▸ **DATA SHOWN**
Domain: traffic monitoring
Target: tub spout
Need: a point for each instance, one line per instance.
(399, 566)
---
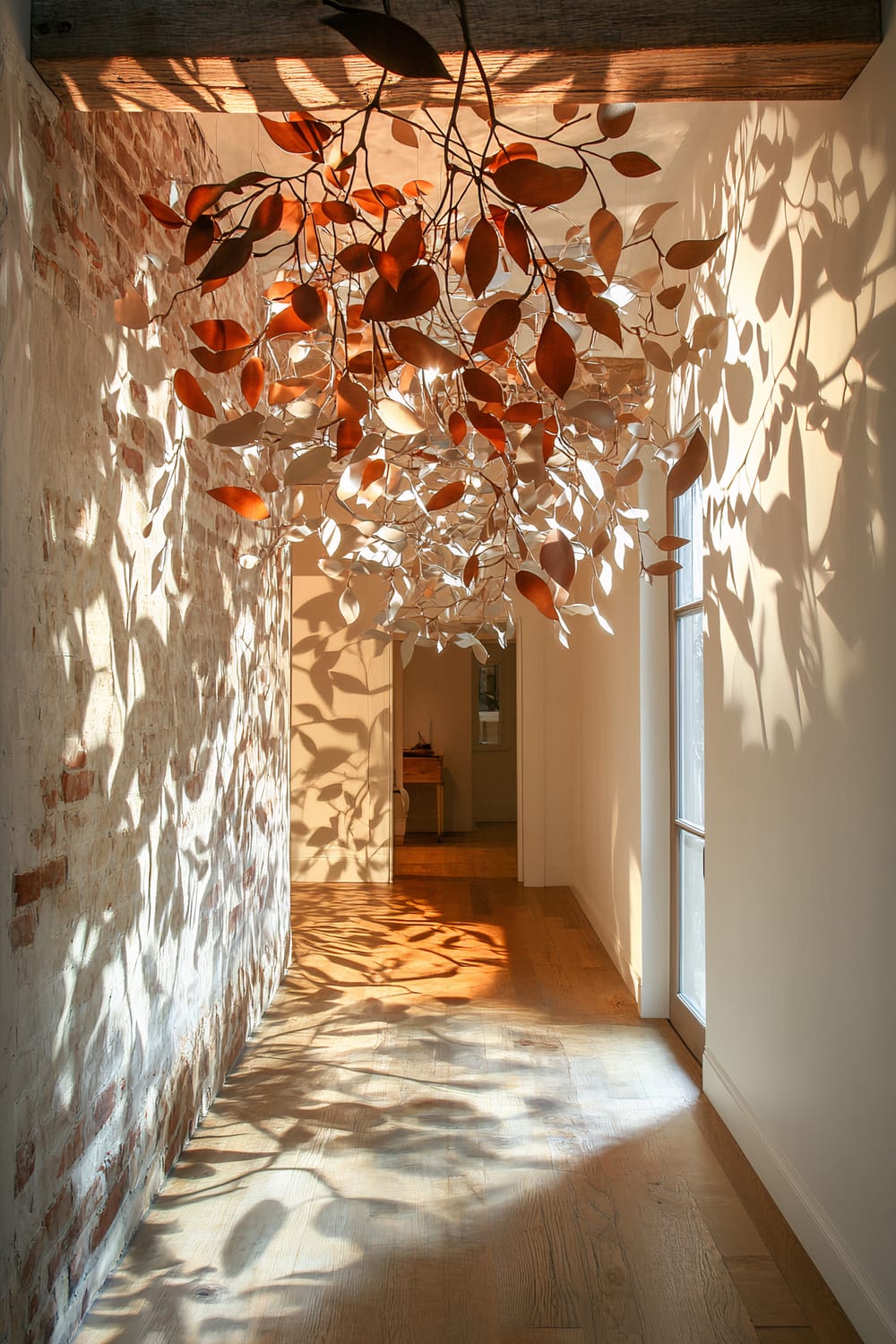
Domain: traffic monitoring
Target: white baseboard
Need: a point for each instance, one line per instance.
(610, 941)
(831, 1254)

▸ **WHAT TO WORK ON**
For the records above, state the number of lines holding the string "Target", without further comment.

▸ **WORKED SOLUTION**
2